Every line with the string "coffee" must be copied from the entries below.

Recorded information |
————————

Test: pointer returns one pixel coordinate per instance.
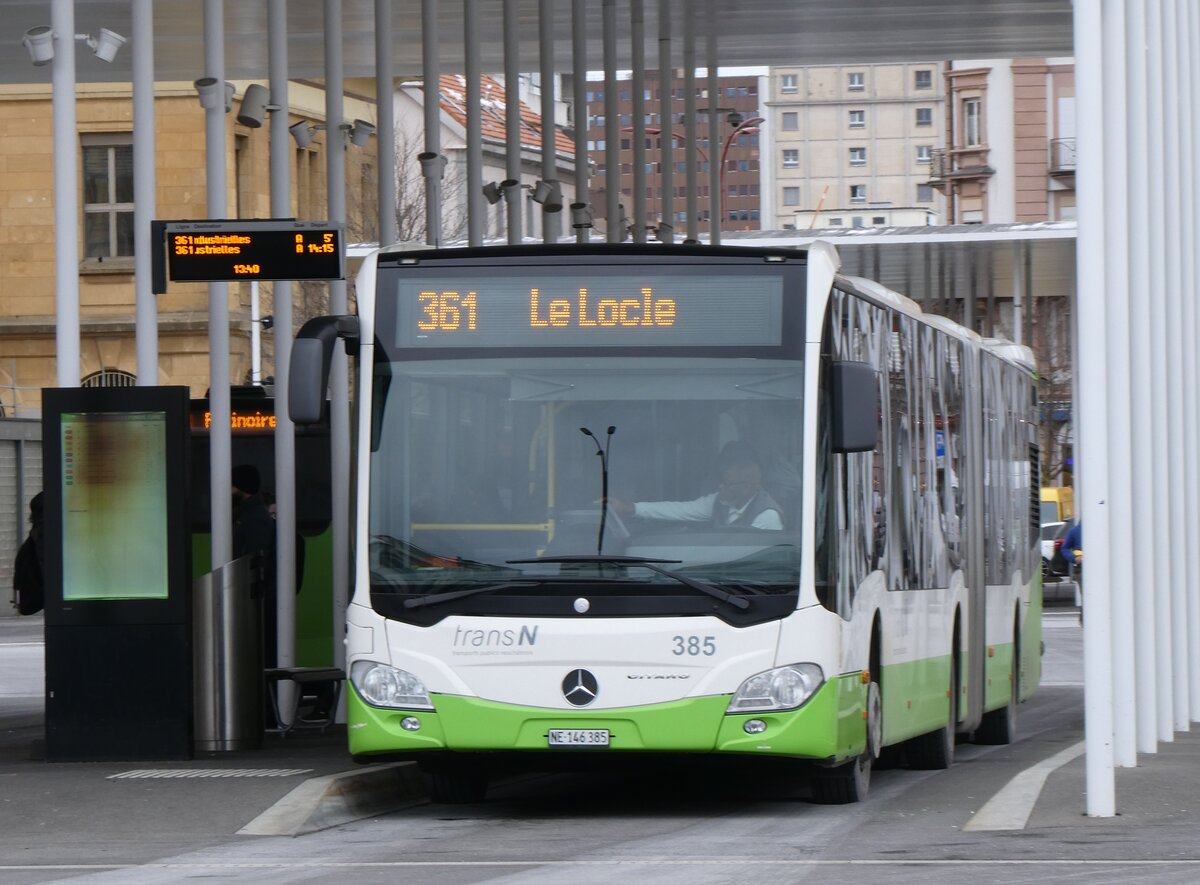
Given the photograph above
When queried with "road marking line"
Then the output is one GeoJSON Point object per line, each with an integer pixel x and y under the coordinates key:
{"type": "Point", "coordinates": [1011, 808]}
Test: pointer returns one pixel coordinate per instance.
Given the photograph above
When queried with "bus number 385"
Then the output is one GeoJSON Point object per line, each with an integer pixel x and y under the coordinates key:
{"type": "Point", "coordinates": [694, 645]}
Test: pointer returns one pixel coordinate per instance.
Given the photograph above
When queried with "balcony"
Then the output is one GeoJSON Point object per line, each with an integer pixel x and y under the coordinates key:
{"type": "Point", "coordinates": [1062, 156]}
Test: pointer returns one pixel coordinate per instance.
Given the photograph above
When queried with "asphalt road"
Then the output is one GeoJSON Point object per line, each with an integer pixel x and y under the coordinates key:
{"type": "Point", "coordinates": [703, 824]}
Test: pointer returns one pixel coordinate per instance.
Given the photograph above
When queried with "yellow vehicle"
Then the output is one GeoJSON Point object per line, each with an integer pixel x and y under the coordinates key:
{"type": "Point", "coordinates": [1057, 504]}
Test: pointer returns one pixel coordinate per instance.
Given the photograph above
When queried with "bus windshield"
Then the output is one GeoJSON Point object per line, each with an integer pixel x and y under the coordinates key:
{"type": "Point", "coordinates": [652, 480]}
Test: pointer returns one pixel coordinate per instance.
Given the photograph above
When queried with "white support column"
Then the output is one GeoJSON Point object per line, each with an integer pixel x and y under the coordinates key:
{"type": "Point", "coordinates": [1141, 415]}
{"type": "Point", "coordinates": [1176, 513]}
{"type": "Point", "coordinates": [1116, 274]}
{"type": "Point", "coordinates": [220, 444]}
{"type": "Point", "coordinates": [385, 118]}
{"type": "Point", "coordinates": [1156, 294]}
{"type": "Point", "coordinates": [144, 199]}
{"type": "Point", "coordinates": [66, 198]}
{"type": "Point", "coordinates": [339, 383]}
{"type": "Point", "coordinates": [1092, 415]}
{"type": "Point", "coordinates": [280, 154]}
{"type": "Point", "coordinates": [1187, 48]}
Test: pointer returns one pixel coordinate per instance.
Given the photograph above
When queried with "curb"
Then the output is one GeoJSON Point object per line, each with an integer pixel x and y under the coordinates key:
{"type": "Point", "coordinates": [322, 802]}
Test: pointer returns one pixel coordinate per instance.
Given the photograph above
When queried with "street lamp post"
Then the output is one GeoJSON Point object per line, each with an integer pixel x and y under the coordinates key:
{"type": "Point", "coordinates": [750, 125]}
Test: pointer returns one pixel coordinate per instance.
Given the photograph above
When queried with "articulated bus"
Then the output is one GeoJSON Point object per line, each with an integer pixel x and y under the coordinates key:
{"type": "Point", "coordinates": [513, 604]}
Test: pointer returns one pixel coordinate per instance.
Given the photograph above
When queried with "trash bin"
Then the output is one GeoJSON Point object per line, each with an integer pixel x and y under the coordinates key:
{"type": "Point", "coordinates": [227, 606]}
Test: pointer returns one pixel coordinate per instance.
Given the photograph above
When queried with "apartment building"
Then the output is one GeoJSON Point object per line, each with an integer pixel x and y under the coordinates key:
{"type": "Point", "coordinates": [853, 145]}
{"type": "Point", "coordinates": [738, 149]}
{"type": "Point", "coordinates": [1007, 152]}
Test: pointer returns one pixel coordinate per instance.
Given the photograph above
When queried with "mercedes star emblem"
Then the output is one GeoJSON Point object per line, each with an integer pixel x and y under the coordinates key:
{"type": "Point", "coordinates": [580, 687]}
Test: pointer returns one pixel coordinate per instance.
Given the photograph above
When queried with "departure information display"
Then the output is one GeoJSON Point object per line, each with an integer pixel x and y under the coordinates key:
{"type": "Point", "coordinates": [547, 307]}
{"type": "Point", "coordinates": [214, 251]}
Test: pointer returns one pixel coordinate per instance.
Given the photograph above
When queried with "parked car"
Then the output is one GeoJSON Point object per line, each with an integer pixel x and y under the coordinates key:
{"type": "Point", "coordinates": [1053, 564]}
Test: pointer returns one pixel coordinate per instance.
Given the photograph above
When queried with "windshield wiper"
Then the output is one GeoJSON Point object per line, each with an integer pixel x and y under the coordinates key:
{"type": "Point", "coordinates": [652, 565]}
{"type": "Point", "coordinates": [450, 595]}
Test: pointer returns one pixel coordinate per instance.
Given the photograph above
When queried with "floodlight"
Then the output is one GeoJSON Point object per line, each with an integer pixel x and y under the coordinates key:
{"type": "Point", "coordinates": [40, 43]}
{"type": "Point", "coordinates": [209, 90]}
{"type": "Point", "coordinates": [301, 132]}
{"type": "Point", "coordinates": [253, 106]}
{"type": "Point", "coordinates": [107, 44]}
{"type": "Point", "coordinates": [550, 194]}
{"type": "Point", "coordinates": [361, 132]}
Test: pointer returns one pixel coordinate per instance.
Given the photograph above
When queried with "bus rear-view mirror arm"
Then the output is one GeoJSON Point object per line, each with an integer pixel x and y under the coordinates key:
{"type": "Point", "coordinates": [853, 402]}
{"type": "Point", "coordinates": [311, 355]}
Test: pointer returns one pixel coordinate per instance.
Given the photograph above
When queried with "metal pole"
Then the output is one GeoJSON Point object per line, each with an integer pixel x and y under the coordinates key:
{"type": "Point", "coordinates": [689, 109]}
{"type": "Point", "coordinates": [281, 296]}
{"type": "Point", "coordinates": [513, 119]}
{"type": "Point", "coordinates": [477, 206]}
{"type": "Point", "coordinates": [385, 116]}
{"type": "Point", "coordinates": [66, 198]}
{"type": "Point", "coordinates": [550, 215]}
{"type": "Point", "coordinates": [611, 125]}
{"type": "Point", "coordinates": [220, 449]}
{"type": "Point", "coordinates": [1091, 318]}
{"type": "Point", "coordinates": [1165, 575]}
{"type": "Point", "coordinates": [715, 169]}
{"type": "Point", "coordinates": [580, 65]}
{"type": "Point", "coordinates": [637, 53]}
{"type": "Point", "coordinates": [666, 125]}
{"type": "Point", "coordinates": [340, 391]}
{"type": "Point", "coordinates": [431, 164]}
{"type": "Point", "coordinates": [1176, 441]}
{"type": "Point", "coordinates": [1143, 481]}
{"type": "Point", "coordinates": [144, 200]}
{"type": "Point", "coordinates": [1187, 13]}
{"type": "Point", "coordinates": [1117, 366]}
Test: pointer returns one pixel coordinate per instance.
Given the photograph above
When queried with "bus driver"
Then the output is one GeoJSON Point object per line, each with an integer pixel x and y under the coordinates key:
{"type": "Point", "coordinates": [739, 499]}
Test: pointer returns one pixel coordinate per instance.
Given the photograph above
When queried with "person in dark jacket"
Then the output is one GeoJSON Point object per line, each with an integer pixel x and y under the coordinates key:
{"type": "Point", "coordinates": [739, 499]}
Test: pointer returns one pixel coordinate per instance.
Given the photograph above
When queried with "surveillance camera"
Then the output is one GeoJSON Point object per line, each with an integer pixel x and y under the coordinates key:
{"type": "Point", "coordinates": [107, 44]}
{"type": "Point", "coordinates": [301, 133]}
{"type": "Point", "coordinates": [253, 106]}
{"type": "Point", "coordinates": [40, 43]}
{"type": "Point", "coordinates": [361, 132]}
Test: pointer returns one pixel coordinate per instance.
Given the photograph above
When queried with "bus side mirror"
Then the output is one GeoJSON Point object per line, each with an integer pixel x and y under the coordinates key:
{"type": "Point", "coordinates": [853, 407]}
{"type": "Point", "coordinates": [311, 355]}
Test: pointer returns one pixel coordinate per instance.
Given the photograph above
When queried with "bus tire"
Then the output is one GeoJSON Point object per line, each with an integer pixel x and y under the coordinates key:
{"type": "Point", "coordinates": [935, 751]}
{"type": "Point", "coordinates": [459, 786]}
{"type": "Point", "coordinates": [1000, 726]}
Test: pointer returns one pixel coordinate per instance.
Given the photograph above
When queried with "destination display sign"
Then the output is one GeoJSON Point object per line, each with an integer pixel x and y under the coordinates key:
{"type": "Point", "coordinates": [547, 307]}
{"type": "Point", "coordinates": [228, 251]}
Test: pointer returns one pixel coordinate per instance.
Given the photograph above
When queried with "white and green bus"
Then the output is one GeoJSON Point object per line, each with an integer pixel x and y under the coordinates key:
{"type": "Point", "coordinates": [517, 598]}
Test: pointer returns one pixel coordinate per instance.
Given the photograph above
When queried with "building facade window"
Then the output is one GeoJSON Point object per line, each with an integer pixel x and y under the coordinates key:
{"type": "Point", "coordinates": [108, 196]}
{"type": "Point", "coordinates": [972, 121]}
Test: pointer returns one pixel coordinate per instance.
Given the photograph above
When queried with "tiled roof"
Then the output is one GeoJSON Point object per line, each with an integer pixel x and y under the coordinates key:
{"type": "Point", "coordinates": [493, 126]}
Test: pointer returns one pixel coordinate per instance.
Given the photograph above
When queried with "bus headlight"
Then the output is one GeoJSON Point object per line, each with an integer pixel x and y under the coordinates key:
{"type": "Point", "coordinates": [388, 686]}
{"type": "Point", "coordinates": [783, 688]}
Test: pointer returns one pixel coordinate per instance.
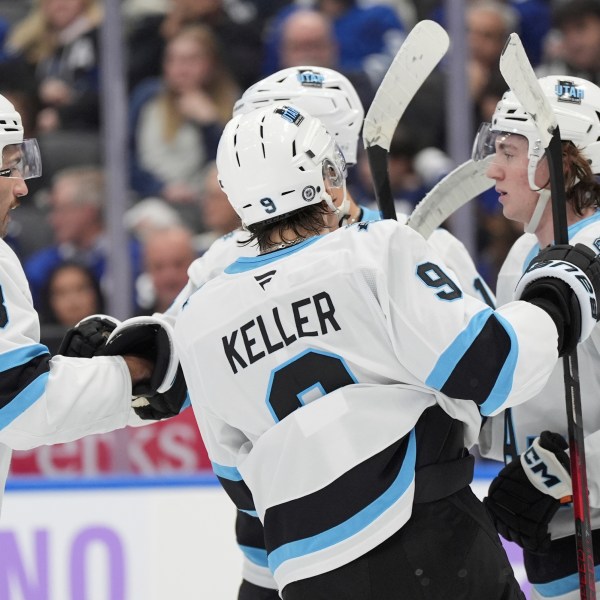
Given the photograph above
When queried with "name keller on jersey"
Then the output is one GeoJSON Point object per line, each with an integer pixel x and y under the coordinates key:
{"type": "Point", "coordinates": [266, 334]}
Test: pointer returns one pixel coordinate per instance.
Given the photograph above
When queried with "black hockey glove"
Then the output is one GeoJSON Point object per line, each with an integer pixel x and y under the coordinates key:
{"type": "Point", "coordinates": [524, 497]}
{"type": "Point", "coordinates": [564, 281]}
{"type": "Point", "coordinates": [88, 337]}
{"type": "Point", "coordinates": [163, 405]}
{"type": "Point", "coordinates": [151, 338]}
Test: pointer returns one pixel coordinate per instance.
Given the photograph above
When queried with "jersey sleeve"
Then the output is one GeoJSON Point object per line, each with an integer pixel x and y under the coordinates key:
{"type": "Point", "coordinates": [454, 342]}
{"type": "Point", "coordinates": [46, 400]}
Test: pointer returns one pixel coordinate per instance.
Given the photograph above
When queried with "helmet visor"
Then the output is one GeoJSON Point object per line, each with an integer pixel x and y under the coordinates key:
{"type": "Point", "coordinates": [485, 141]}
{"type": "Point", "coordinates": [335, 173]}
{"type": "Point", "coordinates": [21, 160]}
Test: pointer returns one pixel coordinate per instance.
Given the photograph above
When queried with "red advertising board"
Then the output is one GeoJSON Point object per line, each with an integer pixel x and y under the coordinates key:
{"type": "Point", "coordinates": [171, 446]}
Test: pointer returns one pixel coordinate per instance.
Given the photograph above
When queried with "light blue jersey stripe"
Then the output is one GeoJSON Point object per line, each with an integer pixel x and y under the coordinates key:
{"type": "Point", "coordinates": [247, 263]}
{"type": "Point", "coordinates": [21, 356]}
{"type": "Point", "coordinates": [257, 556]}
{"type": "Point", "coordinates": [452, 355]}
{"type": "Point", "coordinates": [355, 524]}
{"type": "Point", "coordinates": [562, 586]}
{"type": "Point", "coordinates": [504, 383]}
{"type": "Point", "coordinates": [224, 472]}
{"type": "Point", "coordinates": [22, 401]}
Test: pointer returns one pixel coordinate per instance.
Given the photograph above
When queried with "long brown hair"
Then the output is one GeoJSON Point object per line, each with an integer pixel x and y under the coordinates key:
{"type": "Point", "coordinates": [583, 188]}
{"type": "Point", "coordinates": [302, 223]}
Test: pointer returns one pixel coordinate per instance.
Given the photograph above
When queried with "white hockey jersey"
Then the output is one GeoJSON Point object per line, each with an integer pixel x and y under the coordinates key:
{"type": "Point", "coordinates": [547, 410]}
{"type": "Point", "coordinates": [46, 400]}
{"type": "Point", "coordinates": [362, 330]}
{"type": "Point", "coordinates": [228, 249]}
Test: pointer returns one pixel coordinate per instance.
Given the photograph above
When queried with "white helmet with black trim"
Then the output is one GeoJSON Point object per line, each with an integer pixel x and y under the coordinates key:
{"type": "Point", "coordinates": [323, 93]}
{"type": "Point", "coordinates": [576, 104]}
{"type": "Point", "coordinates": [20, 157]}
{"type": "Point", "coordinates": [275, 160]}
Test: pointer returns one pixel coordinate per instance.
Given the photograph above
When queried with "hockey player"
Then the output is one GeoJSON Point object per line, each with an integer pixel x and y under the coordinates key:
{"type": "Point", "coordinates": [45, 400]}
{"type": "Point", "coordinates": [329, 96]}
{"type": "Point", "coordinates": [536, 519]}
{"type": "Point", "coordinates": [323, 374]}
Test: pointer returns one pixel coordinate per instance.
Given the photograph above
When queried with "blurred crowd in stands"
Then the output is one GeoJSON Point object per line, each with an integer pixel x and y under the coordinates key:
{"type": "Point", "coordinates": [187, 62]}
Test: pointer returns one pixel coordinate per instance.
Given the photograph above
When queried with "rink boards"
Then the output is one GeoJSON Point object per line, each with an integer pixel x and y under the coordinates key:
{"type": "Point", "coordinates": [126, 539]}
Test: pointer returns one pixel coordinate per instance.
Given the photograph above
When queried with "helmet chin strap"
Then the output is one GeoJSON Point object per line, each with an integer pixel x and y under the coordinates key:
{"type": "Point", "coordinates": [538, 211]}
{"type": "Point", "coordinates": [344, 209]}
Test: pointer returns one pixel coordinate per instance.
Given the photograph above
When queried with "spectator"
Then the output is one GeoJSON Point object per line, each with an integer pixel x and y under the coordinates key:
{"type": "Point", "coordinates": [59, 40]}
{"type": "Point", "coordinates": [176, 121]}
{"type": "Point", "coordinates": [217, 214]}
{"type": "Point", "coordinates": [406, 182]}
{"type": "Point", "coordinates": [71, 293]}
{"type": "Point", "coordinates": [307, 37]}
{"type": "Point", "coordinates": [149, 214]}
{"type": "Point", "coordinates": [367, 38]}
{"type": "Point", "coordinates": [578, 52]}
{"type": "Point", "coordinates": [238, 34]}
{"type": "Point", "coordinates": [77, 199]}
{"type": "Point", "coordinates": [533, 17]}
{"type": "Point", "coordinates": [168, 252]}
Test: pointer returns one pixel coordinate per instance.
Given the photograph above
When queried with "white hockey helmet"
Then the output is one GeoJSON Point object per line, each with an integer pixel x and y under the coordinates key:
{"type": "Point", "coordinates": [576, 104]}
{"type": "Point", "coordinates": [274, 160]}
{"type": "Point", "coordinates": [323, 93]}
{"type": "Point", "coordinates": [20, 158]}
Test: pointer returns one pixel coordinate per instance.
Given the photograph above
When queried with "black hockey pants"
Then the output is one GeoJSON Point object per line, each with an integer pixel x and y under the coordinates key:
{"type": "Point", "coordinates": [448, 550]}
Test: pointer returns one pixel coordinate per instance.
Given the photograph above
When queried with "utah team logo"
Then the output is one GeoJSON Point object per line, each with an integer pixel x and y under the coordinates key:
{"type": "Point", "coordinates": [309, 193]}
{"type": "Point", "coordinates": [290, 114]}
{"type": "Point", "coordinates": [567, 91]}
{"type": "Point", "coordinates": [310, 79]}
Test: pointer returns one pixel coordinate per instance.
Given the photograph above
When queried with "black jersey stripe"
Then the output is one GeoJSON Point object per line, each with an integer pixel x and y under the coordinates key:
{"type": "Point", "coordinates": [339, 501]}
{"type": "Point", "coordinates": [15, 380]}
{"type": "Point", "coordinates": [249, 531]}
{"type": "Point", "coordinates": [478, 370]}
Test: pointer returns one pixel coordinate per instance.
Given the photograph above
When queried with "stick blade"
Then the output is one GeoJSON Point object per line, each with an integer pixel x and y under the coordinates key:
{"type": "Point", "coordinates": [422, 50]}
{"type": "Point", "coordinates": [522, 80]}
{"type": "Point", "coordinates": [457, 188]}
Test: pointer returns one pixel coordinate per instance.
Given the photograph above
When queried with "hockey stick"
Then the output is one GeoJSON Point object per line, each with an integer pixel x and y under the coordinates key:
{"type": "Point", "coordinates": [421, 51]}
{"type": "Point", "coordinates": [519, 75]}
{"type": "Point", "coordinates": [450, 193]}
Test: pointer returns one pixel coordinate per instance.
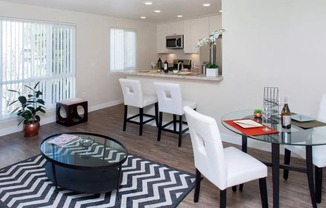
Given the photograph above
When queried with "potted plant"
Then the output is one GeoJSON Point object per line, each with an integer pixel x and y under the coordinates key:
{"type": "Point", "coordinates": [28, 108]}
{"type": "Point", "coordinates": [258, 113]}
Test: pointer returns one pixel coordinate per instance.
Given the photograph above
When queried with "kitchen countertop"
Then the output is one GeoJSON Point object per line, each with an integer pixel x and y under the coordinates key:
{"type": "Point", "coordinates": [180, 75]}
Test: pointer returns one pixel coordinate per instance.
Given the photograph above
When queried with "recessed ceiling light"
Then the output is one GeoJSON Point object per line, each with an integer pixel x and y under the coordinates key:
{"type": "Point", "coordinates": [148, 3]}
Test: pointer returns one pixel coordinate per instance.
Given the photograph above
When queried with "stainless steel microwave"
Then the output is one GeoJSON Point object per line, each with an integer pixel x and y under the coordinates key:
{"type": "Point", "coordinates": [174, 41]}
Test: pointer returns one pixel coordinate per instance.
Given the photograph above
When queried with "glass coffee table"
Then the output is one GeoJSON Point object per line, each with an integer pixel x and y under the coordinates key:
{"type": "Point", "coordinates": [84, 162]}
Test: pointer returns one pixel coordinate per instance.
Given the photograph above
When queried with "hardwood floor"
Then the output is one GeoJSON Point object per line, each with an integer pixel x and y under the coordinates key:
{"type": "Point", "coordinates": [293, 192]}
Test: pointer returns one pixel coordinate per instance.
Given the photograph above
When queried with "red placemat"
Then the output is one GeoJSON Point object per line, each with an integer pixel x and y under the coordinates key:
{"type": "Point", "coordinates": [251, 131]}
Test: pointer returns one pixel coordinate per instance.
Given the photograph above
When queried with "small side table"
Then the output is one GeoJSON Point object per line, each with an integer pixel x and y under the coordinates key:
{"type": "Point", "coordinates": [70, 106]}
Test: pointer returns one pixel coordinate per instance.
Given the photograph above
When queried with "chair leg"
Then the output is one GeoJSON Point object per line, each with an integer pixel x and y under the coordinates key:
{"type": "Point", "coordinates": [197, 187]}
{"type": "Point", "coordinates": [263, 192]}
{"type": "Point", "coordinates": [159, 126]}
{"type": "Point", "coordinates": [156, 114]}
{"type": "Point", "coordinates": [318, 183]}
{"type": "Point", "coordinates": [223, 198]}
{"type": "Point", "coordinates": [180, 131]}
{"type": "Point", "coordinates": [141, 118]}
{"type": "Point", "coordinates": [125, 118]}
{"type": "Point", "coordinates": [287, 158]}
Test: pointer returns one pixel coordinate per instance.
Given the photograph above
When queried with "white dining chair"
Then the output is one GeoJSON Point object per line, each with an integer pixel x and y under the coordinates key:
{"type": "Point", "coordinates": [170, 101]}
{"type": "Point", "coordinates": [318, 153]}
{"type": "Point", "coordinates": [224, 167]}
{"type": "Point", "coordinates": [133, 96]}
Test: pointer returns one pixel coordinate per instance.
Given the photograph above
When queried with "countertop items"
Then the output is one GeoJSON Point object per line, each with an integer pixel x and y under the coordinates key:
{"type": "Point", "coordinates": [180, 75]}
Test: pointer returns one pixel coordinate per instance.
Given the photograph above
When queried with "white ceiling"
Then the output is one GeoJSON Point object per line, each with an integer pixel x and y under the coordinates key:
{"type": "Point", "coordinates": [133, 9]}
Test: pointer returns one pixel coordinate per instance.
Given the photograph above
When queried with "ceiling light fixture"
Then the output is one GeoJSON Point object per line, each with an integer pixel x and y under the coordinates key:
{"type": "Point", "coordinates": [206, 4]}
{"type": "Point", "coordinates": [148, 3]}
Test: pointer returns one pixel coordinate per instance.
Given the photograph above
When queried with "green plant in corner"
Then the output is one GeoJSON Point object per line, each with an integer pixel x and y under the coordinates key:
{"type": "Point", "coordinates": [29, 106]}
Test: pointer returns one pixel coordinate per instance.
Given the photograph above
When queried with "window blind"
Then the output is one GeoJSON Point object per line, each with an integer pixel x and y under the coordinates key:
{"type": "Point", "coordinates": [32, 52]}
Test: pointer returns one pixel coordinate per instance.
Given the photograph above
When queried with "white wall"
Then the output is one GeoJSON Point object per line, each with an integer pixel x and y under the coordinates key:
{"type": "Point", "coordinates": [272, 43]}
{"type": "Point", "coordinates": [94, 83]}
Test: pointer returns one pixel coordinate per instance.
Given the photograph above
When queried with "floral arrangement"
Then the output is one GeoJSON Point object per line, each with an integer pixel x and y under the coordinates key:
{"type": "Point", "coordinates": [211, 40]}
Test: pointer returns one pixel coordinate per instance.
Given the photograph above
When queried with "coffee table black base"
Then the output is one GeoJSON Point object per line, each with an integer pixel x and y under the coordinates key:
{"type": "Point", "coordinates": [84, 181]}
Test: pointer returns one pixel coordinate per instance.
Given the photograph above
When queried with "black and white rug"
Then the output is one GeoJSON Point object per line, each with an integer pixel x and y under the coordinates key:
{"type": "Point", "coordinates": [145, 184]}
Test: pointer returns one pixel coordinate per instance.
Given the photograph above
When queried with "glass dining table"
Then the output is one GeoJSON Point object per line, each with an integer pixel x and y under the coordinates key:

————————

Exercise solution |
When queried with "glass coffee table"
When queried with "coffee table black base"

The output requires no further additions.